- **EXERCISE DESCRIPTION**: Retype the rows below word for word, starting at the line that contains "For each instance of the white" and ending with the last row.

[Stored items]
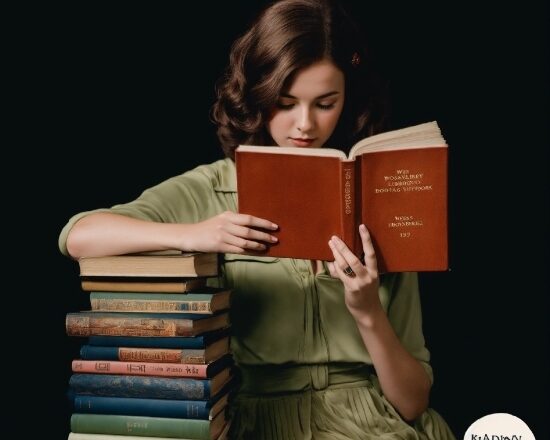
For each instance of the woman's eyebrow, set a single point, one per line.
(325, 95)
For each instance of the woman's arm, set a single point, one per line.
(105, 233)
(404, 381)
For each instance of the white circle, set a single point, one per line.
(499, 426)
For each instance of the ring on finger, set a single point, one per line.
(349, 272)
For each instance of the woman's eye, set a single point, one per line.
(284, 106)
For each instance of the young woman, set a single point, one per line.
(326, 350)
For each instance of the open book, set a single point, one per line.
(394, 182)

- **RESULT OF THIS EXERCISE**:
For each instance of the white circle, set a single point, one per line.
(499, 426)
For each instance of the ring on finger, set a single point, one per line.
(349, 272)
For each instance of the woman's eye, set a single point, one per line.
(284, 106)
For each instance of the young woman, set a single point, one per line.
(326, 350)
For each instance of the open book, set a single point, one per line.
(394, 182)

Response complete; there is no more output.